Before we start, make sure that you have pycassa :doc:`installed <installation>`. In the Python shell, the following should run without raising an exception:

>>> import pycassa

This tutorial also assumes that a Cassandra instance is running on the default host and port. Read the instructions for getting started with Cassandra , making sure that you choose a version that is compatible with pycassa. You can start Cassandra like so:

$ pwd
$ bin/cassandra -f

Creating a Keyspace and Column Families

We need to create a keyspace and some column families to work with. There are two good ways to do this: using cassandra-cli, or using pycassaShell. Both are documented below.

Using cassandra-cli

The cassandra-cli utility is included with Cassandra. It allows you to create and modify the schema, explore or modify data, and examine a few things about your cluster. Here's how to create the keyspace and column family we need for this tutorial:

user@~ $ cassandra-cli
Welcome to cassandra CLI.

^^^^

GIVEN PROBLEM 1: Why does the pycassa tutorial ask the reader to run "import pycassa" in the Python shell before starting?

^^^^

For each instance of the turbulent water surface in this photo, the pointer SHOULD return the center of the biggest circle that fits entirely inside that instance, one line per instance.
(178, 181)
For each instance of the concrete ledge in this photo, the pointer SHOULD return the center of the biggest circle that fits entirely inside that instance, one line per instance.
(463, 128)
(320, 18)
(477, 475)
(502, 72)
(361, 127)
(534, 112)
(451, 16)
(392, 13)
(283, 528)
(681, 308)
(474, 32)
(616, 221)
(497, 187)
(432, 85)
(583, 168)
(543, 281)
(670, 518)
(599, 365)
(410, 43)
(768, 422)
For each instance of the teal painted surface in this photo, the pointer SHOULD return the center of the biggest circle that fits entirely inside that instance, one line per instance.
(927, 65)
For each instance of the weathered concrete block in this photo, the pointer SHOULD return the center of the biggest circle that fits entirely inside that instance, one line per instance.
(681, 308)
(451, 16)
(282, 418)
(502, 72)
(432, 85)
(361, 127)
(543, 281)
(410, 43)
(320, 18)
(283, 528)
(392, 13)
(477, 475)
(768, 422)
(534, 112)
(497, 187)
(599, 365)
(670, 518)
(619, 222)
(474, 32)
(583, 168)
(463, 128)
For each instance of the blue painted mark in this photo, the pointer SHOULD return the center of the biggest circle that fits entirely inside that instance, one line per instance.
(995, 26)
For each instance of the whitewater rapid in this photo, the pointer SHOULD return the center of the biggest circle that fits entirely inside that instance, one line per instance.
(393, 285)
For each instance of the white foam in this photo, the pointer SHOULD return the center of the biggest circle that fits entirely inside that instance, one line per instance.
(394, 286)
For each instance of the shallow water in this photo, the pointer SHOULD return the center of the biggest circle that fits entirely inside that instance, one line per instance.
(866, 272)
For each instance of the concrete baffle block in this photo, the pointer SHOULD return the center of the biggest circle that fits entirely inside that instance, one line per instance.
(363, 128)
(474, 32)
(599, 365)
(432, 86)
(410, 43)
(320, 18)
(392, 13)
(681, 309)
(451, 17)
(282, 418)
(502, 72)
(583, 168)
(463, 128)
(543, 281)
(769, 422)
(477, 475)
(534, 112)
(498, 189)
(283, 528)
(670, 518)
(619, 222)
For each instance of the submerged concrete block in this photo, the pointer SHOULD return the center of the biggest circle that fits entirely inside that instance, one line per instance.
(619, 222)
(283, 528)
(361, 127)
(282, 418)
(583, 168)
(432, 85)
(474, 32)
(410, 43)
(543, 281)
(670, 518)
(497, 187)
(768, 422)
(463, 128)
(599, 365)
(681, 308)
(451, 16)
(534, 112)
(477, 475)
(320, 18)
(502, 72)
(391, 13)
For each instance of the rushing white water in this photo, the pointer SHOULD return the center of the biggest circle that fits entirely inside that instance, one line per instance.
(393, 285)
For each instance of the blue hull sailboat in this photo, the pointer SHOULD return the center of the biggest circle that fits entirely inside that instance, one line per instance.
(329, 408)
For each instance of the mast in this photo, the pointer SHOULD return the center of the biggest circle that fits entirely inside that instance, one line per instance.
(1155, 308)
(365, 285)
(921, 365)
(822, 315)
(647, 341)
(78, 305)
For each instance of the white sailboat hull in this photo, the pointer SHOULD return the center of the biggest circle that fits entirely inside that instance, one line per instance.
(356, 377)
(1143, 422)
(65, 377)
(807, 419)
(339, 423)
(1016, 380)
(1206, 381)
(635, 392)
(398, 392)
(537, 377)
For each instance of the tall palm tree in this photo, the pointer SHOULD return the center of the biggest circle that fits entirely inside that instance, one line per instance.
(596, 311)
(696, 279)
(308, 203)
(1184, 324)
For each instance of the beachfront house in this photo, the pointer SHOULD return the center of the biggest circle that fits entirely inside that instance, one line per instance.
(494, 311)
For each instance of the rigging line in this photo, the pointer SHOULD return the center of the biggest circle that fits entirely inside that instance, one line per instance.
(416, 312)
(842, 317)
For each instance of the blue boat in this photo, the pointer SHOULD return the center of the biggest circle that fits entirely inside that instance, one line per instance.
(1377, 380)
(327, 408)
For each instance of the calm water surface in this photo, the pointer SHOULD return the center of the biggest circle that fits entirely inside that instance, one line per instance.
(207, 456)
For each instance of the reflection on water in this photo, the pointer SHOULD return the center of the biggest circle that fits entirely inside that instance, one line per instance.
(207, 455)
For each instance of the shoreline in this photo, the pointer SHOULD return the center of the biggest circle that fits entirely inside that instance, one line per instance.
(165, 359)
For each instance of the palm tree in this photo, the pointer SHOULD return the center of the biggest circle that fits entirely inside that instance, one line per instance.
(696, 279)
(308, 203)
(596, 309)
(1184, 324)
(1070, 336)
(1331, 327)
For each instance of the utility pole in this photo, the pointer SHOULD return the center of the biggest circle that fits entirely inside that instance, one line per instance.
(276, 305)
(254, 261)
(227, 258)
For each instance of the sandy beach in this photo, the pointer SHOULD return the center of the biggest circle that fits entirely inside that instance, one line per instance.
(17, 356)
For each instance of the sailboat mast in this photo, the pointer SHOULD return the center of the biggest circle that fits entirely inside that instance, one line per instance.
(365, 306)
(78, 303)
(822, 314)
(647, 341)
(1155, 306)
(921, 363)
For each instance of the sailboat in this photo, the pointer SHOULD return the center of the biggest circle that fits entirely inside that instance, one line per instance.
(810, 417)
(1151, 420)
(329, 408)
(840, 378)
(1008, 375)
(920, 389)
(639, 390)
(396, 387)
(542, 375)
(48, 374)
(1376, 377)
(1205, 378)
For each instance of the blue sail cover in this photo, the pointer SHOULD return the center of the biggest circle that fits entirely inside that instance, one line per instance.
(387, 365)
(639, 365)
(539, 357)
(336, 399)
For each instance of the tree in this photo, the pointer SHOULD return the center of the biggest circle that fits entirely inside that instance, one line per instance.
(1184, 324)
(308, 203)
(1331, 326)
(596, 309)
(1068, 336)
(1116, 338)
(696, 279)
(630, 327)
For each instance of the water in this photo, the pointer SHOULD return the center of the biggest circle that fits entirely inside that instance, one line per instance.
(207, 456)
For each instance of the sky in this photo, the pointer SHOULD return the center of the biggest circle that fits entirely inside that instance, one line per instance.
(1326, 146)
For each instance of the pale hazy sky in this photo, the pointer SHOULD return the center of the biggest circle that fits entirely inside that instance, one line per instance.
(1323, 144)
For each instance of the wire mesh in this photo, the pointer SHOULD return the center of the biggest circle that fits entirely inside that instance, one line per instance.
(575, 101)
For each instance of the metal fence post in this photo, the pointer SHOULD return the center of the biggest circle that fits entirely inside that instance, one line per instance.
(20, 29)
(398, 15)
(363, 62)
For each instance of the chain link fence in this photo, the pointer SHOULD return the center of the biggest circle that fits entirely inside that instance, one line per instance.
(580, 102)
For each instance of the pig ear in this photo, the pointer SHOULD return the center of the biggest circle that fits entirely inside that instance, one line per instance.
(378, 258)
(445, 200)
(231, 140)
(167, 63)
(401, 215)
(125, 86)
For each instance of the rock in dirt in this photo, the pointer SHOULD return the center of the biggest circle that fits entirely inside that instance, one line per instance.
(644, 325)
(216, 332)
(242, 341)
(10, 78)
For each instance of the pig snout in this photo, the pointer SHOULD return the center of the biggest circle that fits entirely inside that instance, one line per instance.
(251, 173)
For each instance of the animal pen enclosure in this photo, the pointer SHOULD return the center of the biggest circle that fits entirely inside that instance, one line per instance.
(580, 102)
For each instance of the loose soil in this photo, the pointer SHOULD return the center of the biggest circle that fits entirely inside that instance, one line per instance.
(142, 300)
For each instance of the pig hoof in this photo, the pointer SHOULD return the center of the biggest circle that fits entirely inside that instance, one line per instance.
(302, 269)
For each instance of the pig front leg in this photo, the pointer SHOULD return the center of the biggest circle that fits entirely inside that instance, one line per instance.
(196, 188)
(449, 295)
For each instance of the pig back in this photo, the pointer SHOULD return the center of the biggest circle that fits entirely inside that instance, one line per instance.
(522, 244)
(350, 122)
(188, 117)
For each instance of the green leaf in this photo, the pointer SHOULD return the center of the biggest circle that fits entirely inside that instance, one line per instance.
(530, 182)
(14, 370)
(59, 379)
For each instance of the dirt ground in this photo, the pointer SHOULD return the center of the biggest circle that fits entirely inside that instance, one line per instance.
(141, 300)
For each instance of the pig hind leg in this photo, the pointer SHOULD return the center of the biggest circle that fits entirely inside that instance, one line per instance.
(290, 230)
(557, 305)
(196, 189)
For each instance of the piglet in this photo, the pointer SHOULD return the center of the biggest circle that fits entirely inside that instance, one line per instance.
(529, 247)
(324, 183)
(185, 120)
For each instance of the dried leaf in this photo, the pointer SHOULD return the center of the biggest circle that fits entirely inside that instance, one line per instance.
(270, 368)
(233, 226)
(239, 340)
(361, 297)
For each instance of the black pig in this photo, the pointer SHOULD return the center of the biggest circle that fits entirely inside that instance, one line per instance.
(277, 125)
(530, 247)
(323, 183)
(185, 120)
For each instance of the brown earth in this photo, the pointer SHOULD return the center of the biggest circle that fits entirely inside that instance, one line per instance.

^^^^

GIVEN PROBLEM 2: Select every line of the records that contains the word "leaf". Case counts.

EXERCISE OUTPUT 1: The import checks that pycassa is installed. If the installation worked, the command runs without raising an exception.

EXERCISE OUTPUT 2:
For each instance of the green leaf in this photo, the pointer SHOULD return the center of the biggest circle that fits entirely inside that instance, one line per instance.
For each instance of the dried leaf in this photo, the pointer SHOULD return the center of the biggest circle that fits entirely inside that instance, one line per instance.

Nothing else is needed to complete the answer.